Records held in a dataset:

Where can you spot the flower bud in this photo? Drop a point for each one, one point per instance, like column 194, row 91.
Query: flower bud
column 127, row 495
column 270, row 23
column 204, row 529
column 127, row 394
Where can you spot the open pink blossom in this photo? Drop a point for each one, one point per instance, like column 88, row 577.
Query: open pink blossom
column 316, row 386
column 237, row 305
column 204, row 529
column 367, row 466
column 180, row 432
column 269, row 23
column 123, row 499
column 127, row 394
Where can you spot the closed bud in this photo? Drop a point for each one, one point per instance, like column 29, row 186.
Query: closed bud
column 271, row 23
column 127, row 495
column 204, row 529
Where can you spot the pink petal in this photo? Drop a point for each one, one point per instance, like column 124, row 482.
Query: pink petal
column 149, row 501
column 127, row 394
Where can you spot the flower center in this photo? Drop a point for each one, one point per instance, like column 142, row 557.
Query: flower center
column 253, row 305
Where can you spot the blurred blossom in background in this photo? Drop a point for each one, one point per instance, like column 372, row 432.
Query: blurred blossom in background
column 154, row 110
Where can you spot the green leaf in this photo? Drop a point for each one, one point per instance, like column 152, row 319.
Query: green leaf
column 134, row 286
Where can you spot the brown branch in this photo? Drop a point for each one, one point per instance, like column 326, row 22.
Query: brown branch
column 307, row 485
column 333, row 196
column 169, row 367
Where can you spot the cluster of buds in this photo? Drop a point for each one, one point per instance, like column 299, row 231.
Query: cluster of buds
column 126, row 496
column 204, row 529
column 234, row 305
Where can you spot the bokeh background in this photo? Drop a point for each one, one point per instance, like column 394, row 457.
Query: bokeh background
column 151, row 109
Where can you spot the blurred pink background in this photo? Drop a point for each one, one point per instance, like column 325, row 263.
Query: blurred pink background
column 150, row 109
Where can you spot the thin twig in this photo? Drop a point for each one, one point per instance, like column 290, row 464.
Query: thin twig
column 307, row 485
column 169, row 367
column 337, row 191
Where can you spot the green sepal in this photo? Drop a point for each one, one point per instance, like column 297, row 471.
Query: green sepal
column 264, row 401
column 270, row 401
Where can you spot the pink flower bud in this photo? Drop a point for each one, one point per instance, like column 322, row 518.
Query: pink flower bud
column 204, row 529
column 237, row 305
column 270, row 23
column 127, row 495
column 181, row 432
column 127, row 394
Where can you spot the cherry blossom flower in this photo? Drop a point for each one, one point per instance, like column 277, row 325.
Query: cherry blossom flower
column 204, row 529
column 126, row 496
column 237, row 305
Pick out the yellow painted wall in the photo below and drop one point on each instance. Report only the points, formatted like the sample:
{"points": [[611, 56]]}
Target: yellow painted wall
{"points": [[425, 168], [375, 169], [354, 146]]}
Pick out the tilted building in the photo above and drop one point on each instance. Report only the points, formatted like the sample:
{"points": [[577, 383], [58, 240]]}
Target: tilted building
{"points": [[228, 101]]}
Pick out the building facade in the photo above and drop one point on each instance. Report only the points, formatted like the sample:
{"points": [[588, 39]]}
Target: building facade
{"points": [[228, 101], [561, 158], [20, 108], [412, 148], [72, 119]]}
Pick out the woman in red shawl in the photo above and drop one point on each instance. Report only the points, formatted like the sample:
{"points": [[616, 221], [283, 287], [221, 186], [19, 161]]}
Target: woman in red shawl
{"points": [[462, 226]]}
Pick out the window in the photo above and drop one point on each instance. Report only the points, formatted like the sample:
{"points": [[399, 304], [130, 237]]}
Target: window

**Task instructions**
Could you return all of the records above, unchanged and in full?

**Finished exercise**
Where can you spot the flower bud in this photo? Drop a point for each one, one point per instance, like column 194, row 91.
Query: flower bud
column 127, row 495
column 270, row 23
column 204, row 529
column 127, row 394
Where can you spot the open pink blossom in this photo? Drop a point for each one, one point per instance, like column 88, row 577.
Query: open pink blossom
column 316, row 386
column 237, row 305
column 204, row 529
column 367, row 466
column 180, row 432
column 269, row 23
column 123, row 499
column 127, row 394
Where can you spot the closed bud in this photo? Drop a point for each one, one point per instance, like column 29, row 186.
Query: closed bud
column 271, row 23
column 127, row 495
column 204, row 529
Where can you spot the pink petal in this photo? Drop a point for each one, one point per instance, like column 124, row 482.
Query: pink petal
column 149, row 501
column 127, row 394
Where can you spot the flower center in this photo? Drop a point for each one, one point per instance, like column 142, row 557.
Query: flower center
column 253, row 305
Where can you spot the blurred blossom in background in this photo? Drop a point for each one, one point per instance, like column 372, row 432.
Query: blurred blossom in background
column 154, row 110
Where can you spot the green leaf in this photo? Drop a point for each one, one point per instance, like column 152, row 319.
Query: green leaf
column 134, row 286
Where can you spot the brown branch in this photo? Drop a point for each one, one point per instance, like column 326, row 22.
Query: brown branch
column 307, row 485
column 333, row 196
column 169, row 367
Where can you spot the cluster of buds in this photo? Drop a point for each one, one point per instance, like column 299, row 231.
Query: cluster of buds
column 126, row 496
column 204, row 529
column 234, row 305
Where can you spot the bokeh background in this photo? Drop a point for each one, one point per instance, like column 394, row 457.
Query: bokeh background
column 151, row 109
Where can you spot the blurred pink background in this photo? Drop a point for each one, one point per instance, like column 325, row 263.
Query: blurred pink background
column 150, row 109
Where can you spot the thin twig in this photo? Drop a point for each one, one point per instance, like column 290, row 464.
Query: thin twig
column 307, row 485
column 169, row 367
column 337, row 191
Where can you spot the green sepal in this photo? Drop a point for each one, one point per instance, like column 297, row 471.
Query: green sepal
column 264, row 401
column 270, row 401
Where can you spot the pink flower bud in this photo? Drop a point for each one, one point per instance, like column 322, row 518.
Query: pink flower bud
column 204, row 529
column 237, row 305
column 270, row 23
column 127, row 495
column 181, row 432
column 127, row 394
Where can you spot the cherry blossom flower in this photo? Drop a point for each one, one point per instance, like column 277, row 325.
Query: cherry blossom flower
column 204, row 529
column 126, row 496
column 237, row 305
Pick out the yellow painted wall in the photo below and drop one point on each instance. Report only the points, formatted like the sample:
{"points": [[611, 56]]}
Target: yellow painted wall
{"points": [[425, 168], [375, 169], [354, 146]]}
Pick out the tilted building in the photo above and drop one point on each instance. Report only the points, formatted like the sample:
{"points": [[577, 383], [58, 240]]}
Target: tilted building
{"points": [[228, 101]]}
Pick out the building facade in the photo above and drop one point on each instance. Report only the points, formatted like the sample:
{"points": [[588, 39]]}
Target: building facade
{"points": [[228, 101], [561, 158], [20, 108], [412, 148], [72, 119]]}
Pick out the woman in red shawl in the photo above and drop one point on each instance. Report only the points, formatted like the sample:
{"points": [[616, 221], [283, 287], [221, 186], [19, 161]]}
Target: woman in red shawl
{"points": [[462, 226]]}
Pick out the window in the photo above and drop one point on each instance. Report only the points, formatted like the sample:
{"points": [[399, 304], [130, 237]]}
Target: window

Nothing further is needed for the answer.